◆ Objective ◆
Filter the lines below and copy each line that contains the word "railing".

◆ Data in this exercise ◆
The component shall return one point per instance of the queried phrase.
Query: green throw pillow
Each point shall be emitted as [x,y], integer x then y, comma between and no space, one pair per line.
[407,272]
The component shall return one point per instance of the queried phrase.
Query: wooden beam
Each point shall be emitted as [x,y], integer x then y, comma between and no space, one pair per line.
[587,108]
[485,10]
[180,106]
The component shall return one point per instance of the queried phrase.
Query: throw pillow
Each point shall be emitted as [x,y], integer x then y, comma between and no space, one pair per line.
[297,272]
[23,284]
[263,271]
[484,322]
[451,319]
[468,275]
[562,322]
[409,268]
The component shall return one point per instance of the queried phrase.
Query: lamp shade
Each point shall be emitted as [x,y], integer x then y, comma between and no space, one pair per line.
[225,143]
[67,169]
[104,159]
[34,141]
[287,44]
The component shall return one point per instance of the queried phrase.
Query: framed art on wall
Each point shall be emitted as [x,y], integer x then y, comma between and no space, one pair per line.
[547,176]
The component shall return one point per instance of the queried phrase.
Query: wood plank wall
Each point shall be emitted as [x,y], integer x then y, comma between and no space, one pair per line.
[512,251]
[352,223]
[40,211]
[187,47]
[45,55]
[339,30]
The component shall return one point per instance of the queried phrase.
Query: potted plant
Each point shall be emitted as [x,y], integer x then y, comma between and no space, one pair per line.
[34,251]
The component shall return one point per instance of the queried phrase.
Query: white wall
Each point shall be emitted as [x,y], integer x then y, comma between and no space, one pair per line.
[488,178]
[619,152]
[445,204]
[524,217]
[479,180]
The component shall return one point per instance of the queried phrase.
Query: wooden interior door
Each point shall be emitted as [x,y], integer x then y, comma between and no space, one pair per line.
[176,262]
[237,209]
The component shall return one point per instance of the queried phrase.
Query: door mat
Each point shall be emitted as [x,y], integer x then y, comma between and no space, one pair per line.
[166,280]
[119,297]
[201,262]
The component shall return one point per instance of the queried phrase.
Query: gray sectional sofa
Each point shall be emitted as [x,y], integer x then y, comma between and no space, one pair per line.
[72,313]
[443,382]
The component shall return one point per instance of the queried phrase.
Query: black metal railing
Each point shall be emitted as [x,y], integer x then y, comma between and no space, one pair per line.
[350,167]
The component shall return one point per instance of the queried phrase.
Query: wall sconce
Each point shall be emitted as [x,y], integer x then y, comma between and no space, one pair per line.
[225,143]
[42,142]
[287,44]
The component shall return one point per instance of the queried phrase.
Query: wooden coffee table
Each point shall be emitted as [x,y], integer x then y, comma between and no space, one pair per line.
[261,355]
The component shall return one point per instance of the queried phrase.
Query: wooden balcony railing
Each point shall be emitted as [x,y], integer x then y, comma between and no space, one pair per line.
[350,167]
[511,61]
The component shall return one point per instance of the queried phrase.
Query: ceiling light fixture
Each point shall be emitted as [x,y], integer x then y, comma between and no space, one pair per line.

◆ Task answer ◆
Query: black metal railing
Query: wooden balcony railing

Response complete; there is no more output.